YOUR TASK: Every line must be returned precisely as it is written.

RECORDS FOR THE EXERCISE:
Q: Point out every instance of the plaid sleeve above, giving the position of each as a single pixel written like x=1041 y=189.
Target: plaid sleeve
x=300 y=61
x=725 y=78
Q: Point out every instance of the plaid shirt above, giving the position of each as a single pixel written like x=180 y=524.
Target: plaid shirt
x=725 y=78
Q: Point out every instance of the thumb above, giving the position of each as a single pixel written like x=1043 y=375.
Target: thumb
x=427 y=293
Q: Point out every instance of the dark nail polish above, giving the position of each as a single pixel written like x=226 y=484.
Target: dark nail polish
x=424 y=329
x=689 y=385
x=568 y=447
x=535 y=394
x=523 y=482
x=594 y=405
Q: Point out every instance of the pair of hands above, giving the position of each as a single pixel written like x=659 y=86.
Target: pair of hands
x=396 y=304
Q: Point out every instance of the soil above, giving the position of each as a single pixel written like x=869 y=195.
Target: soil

THE SOLUTION:
Q: Point out every instance of the plaid sleeve above, giving the position of each as a single pixel written like x=1041 y=189.
Target: plaid sleeve
x=300 y=61
x=725 y=78
Q: Point out every instance of the plaid shirt above, giving the position of each as a single pixel written like x=180 y=524.
Target: plaid shirt
x=725 y=78
Q: Point out every instance of the thumb above, giving the position of each as a single pixel written like x=1043 y=375.
Target: thumb
x=427 y=293
Q: Point out every instance of the dark nail polish above, giving the position of each as a single pixel written like x=226 y=484.
Target: dark nail polish
x=424 y=329
x=689 y=385
x=568 y=447
x=535 y=394
x=523 y=482
x=594 y=405
Q: Point out every instance of the pair of hands above, giving the position of each as a single pixel written like x=659 y=86.
Target: pair of hands
x=396 y=304
Q: Point out every instance of the soil above, giving the position of each as a single pixel written like x=869 y=195.
Target: soil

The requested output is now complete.